Why Knowledge Management?
In
a globalized economy, companies are facing stiff competition as consumers are
enjoying an unprecedented array of choices for goods and services across the globe.
It is the agile responsiveness with which businesses can deliver services to
customers that has become the key determinant of survival. Research reveals
that intelligence gathering and market intelligence have enabled many Japanese
companies to succeed. That is how knowledge management has taken center stage in
collecting bits and pieces of information relating to customers and competition
in the market and synthesizing it into a ready-to-use information to face the
competition.
Knowledge
management essentially aims at value addition to users. It leads not only to
improvement and innovations in the existing operations but also value addition
to the existing pool of organizational knowledge by filtering, synthesizing and
interpreting the knowledge through making use of feedback from the users.
Unless it goes beyond mere search and acquisition of knowledge, it cannot play
a significant role in achieving organizational efficiency. In this context, it
is ‘collaborative technology’ rather than the information management tools that
are found to be competent to deal with knowledge management.
There
is yet another fear among the organizations: a fat lot of tacit knowledge that
exists only in the minds of people is often found walking away from the
organizations as people leave them for one reason or the other. Similarly,
‘downsizing’ which is resorted to by companies as a cost reduction exercise has
also resulted in ‘knowledge scarcity’. It is to capture and retain such
critical knowledge within the organization, that knowledge management has
become a must. The importance of knowledge management in organizations has been
well captured by Stewart in his statement: knowledge
has become the primary ingredient of what we make, do, buy and sell. As a
result, managing it – finding and growing intellectual capital, storing it,
selling it, sharing it – has become the most important economic task of
individuals, businesses and nations.[1]
2. Knowledge Management: What is
Important?
Knowledge
Management is essentially concerned with both explicit and tacit knowledge.
Explicit knowledge is however of low strategic value for creating sustainable
competitive advantage for the organization, since it is commonly available to
everyone. But the ability to apply explicit knowledge to a given process or a
product or a service development can make it valuable, for it effectively
converts it into tacit knowledge of the organization, which, over a period of
time, becomes exclusive knowledge of the organizational members.
Tacit
knowledge, on the other hand, is really subjective and intuitive, highly
personal, highly specialized, and organizationspecific. Therefore, it is hard
to codify and distribute among the people. It can only be shared with other
members of the team/organization in the form of shared habits and intuitions as
its owners demonstrate it through action. It thus remains within the
organization as a potential source of sustainable advantage for the company.

Stated task 1: Extract everything from "It is the agile" down to "competition." in the knowledge management text, copying it word for word.
Stated task 2: Translate this sentence from the knowledge management text into Spanish: "Knowledge management essentially aims at value addition to users."
The records that follow the knowledge management text come from a different source.

Data section:
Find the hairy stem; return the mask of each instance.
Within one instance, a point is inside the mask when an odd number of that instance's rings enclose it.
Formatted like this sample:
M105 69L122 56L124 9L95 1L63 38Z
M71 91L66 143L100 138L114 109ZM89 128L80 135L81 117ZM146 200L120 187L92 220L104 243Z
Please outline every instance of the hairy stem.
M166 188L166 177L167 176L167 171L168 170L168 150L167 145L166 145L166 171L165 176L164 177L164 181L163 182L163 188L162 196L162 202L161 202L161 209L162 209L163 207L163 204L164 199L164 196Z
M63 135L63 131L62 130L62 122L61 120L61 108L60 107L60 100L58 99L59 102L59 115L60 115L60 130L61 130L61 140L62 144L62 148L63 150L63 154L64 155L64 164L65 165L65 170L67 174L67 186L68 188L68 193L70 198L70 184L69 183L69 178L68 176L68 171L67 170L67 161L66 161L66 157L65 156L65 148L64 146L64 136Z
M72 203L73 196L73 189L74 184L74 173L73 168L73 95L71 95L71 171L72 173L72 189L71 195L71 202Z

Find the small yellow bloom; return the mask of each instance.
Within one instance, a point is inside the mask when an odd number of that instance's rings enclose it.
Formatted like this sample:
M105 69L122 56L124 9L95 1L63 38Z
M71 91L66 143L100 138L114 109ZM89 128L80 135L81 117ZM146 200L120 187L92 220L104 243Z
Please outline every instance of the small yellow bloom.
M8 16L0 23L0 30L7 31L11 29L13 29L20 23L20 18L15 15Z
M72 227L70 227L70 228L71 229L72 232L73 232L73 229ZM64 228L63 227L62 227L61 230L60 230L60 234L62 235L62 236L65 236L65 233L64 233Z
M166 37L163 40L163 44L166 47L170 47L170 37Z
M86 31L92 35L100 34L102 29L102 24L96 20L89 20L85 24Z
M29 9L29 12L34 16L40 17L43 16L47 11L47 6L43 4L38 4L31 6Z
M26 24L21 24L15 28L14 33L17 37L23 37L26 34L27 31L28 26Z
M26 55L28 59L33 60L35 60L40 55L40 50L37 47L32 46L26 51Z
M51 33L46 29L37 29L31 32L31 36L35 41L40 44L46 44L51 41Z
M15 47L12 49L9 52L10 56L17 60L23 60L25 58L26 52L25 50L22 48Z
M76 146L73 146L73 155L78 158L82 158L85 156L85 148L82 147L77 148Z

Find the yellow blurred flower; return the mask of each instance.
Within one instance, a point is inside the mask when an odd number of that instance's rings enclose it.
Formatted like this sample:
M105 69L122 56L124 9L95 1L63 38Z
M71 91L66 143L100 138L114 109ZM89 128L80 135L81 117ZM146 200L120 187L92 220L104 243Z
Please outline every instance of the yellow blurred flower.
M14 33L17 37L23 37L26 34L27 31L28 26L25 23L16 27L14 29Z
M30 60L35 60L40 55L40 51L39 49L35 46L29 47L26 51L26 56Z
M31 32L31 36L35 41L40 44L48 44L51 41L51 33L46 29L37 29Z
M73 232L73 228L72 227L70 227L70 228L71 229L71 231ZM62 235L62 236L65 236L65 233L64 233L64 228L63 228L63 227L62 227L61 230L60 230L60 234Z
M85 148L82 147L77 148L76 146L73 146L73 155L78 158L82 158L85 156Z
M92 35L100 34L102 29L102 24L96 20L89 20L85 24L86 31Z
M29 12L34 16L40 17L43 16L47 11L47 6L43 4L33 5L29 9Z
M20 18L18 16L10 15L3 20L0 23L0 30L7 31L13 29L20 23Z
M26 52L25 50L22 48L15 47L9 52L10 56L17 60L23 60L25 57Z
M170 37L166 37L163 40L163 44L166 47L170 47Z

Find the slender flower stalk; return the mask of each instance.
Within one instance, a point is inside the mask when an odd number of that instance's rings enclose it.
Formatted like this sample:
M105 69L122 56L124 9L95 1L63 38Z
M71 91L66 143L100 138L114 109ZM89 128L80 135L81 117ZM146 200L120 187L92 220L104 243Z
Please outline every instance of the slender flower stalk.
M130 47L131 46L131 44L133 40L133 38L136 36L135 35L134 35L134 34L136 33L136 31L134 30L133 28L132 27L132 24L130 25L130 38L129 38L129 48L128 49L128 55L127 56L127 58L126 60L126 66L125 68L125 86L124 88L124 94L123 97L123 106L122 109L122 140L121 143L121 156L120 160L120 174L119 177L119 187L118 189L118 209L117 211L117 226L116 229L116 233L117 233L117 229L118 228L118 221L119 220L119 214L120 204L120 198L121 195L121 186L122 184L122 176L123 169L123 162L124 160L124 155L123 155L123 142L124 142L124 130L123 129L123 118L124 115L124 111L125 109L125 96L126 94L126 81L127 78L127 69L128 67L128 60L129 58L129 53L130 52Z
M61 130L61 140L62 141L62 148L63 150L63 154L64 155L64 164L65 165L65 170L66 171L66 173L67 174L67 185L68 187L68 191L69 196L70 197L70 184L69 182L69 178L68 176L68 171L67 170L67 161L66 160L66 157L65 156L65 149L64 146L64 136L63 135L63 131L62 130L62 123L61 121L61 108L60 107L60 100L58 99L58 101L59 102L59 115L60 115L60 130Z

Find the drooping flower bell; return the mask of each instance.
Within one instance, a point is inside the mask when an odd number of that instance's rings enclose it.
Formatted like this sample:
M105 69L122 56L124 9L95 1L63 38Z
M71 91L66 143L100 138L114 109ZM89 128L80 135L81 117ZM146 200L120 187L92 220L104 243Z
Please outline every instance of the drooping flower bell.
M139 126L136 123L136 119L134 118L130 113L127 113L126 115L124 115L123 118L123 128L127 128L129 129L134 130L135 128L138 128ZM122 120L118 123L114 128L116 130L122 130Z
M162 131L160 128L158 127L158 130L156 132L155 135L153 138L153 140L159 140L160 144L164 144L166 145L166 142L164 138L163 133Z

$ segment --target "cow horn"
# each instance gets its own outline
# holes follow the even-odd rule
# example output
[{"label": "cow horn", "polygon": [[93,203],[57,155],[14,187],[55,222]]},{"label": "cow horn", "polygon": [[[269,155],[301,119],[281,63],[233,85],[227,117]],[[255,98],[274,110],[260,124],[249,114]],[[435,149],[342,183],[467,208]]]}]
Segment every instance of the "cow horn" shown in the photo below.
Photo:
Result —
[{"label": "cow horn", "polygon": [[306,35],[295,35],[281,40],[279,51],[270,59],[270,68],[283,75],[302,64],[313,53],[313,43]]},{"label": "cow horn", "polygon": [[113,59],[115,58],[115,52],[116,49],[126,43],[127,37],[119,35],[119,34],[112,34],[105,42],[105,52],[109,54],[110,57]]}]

Exercise response 1:
It is the agile responsiveness with which businesses can deliver services to
customers that has become the key determinant of survival. Research reveals
that intelligence gathering and market intelligence have enabled many Japanese
companies to succeed. That is how knowledge management has taken center stage in
collecting bits and pieces of information relating to customers and competition
in the market and synthesizing it into a ready-to-use information to face the
competition.

Exercise response 2: La gestión del conocimiento tiene como objetivo esencial aportar valor añadido a los usuarios.